● Textauszug
※
Aber das hat nicht funktioniert. Kann es sein, dass meine MySQL-Version (MySQL-Max 3.23...) das ORDER BY für UPDATE noch nicht unterstützt (die MySQL-Doku http://www.mysql.com/doc/de/UPDATE.html sagt nichts dergleichen). Ohne ORDER BY funktioniert's theoretisch, allerdings werden die Sätze dann in der Reihenfolge ihres Einfügens durchnummeriert.

Wäre über jegliche Anregung höchst erfreut - vielleicht habe ich mich auch völlig verrannt und es gibt eine ganz simple Lösung...

Viele Grüße aus dem Allgäu


----------



## XChris (25. März 2004)

Ich würd es so versuchen:

Neue Tabelle Anlegen mit einem Autoindex. Dann die bestehenden Werte aus der einen tabelle mittels einem INSERT - SELECT kopieren und dabei mit ORDER BY die richtige Reihnfolge beachten.
Danach wird ich die alte Tabelle Löschen und die neue Umbenennen. (DROP und ALTER)

Chris


----------



## aquasonic (25. März 2004)

Das ist aber noch viel langsamer als seine Lösung. Ich denke schon das es eine solches Statement gibt, dafür ist aber mein SQL wirklich zu schlecht...


----------



## ManicMarble (25. März 2004)

Hallo Chris,
danke für die Antwort. Leider ist das nicht genau das was ich will. Habe mich wahrscheinlich nicht ganz klar ausgedrückt - ist aber auch schwer zu beschreiben, das Problem.
※
● Auszug aus Datensatz
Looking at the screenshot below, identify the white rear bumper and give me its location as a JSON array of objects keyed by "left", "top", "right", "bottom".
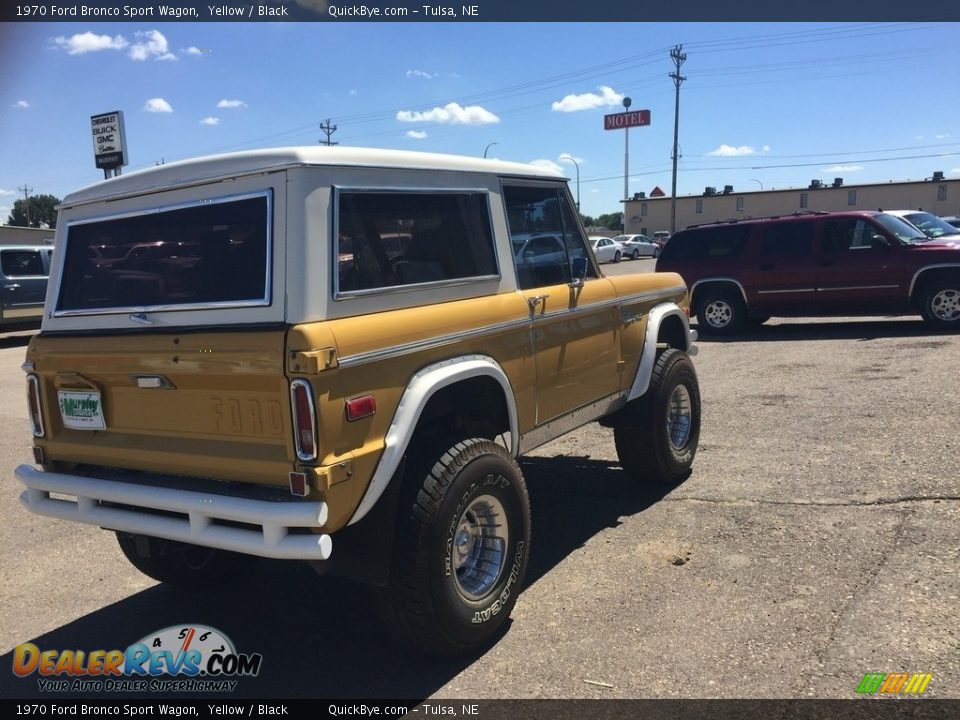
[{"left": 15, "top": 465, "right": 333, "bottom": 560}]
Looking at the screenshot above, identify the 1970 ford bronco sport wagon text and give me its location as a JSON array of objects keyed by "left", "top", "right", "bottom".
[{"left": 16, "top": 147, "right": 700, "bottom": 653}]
※
● Aufgaben
1. Gib aus dem Forenthread über MySQL den Abschnitt wörtlich aus, beginnend mit "Neue Tabelle Anlegen" und weiter bis einschließlich "aquasonic (25. März 2004)".
2. Stimmen diese Aussagen mit dem Forenthread über MySQL überein? Antworte bei jeder mit Ja oder Nein und zitiere die entscheidenden Worte des Threads wörtlich.
(a) XChris schlägt vor, die alte Tabelle zu löschen und die neue umzubenennen.
(b) aquasonic hält den Vorschlag von XChris für schneller als die ursprüngliche Lösung.
(c) Im ersten Beitrag heißt es, die MySQL-Doku nenne eine Einschränkung für ORDER BY bei UPDATE.
3. Wie geht der Forenthread über MySQL weiter? Schreib ihn im Anschluss an den letzten gezeigten Satz fort.

● Antworten je Aufgabe
1.
Neue Tabelle Anlegen mit einem Autoindex. Dann die bestehenden Werte aus der einen tabelle mittels einem INSERT - SELECT kopieren und dabei mit ORDER BY die richtige Reihnfolge beachten.
Danach wird ich die alte Tabelle Löschen und die neue Umbenennen. (DROP und ALTER)

Chris


----------



## aquasonic (25. März 2004)

2.
(a) Ja: "Danach wird ich die alte Tabelle Löschen und die neue Umbenennen. (DROP und ALTER)"
(b) Nein: "Das ist aber noch viel langsamer als seine Lösung."
(c) Nein: "die MySQL-Doku http://www.mysql.com/doc/de/UPDATE.html sagt nichts dergleichen"

3.
Das Neu-Nummerieren betrifft nicht die ganze Tabelle, sondern immer nur die Datensätze eines bestimmten Benutzers (WHERE userid = 'x'). Es geht auch nicht um die auto_incrementierte Datensatz-ID (Primary Key), ein solches Feld hat die Tabelle natürlich auch, die Sortierung hat mit der ID aber nichts zu tun. Das Neunummerieren ist auch nicht eine einmalige Sache um die Tabelle aufzuräumen, vielmehr würde diese Aktion immer dann gebraucht, wenn ein Anwender einen seiner Listeneinträge hoch oder runteschieben will. Ein Neu-Erstellen der ganzen Tabelle wäre in dieser Situation meiner Ansicht nach etwas zu brutal.

Trotzdem Danke,
Martin


----------



## Thomas Pinske (25. März 2004)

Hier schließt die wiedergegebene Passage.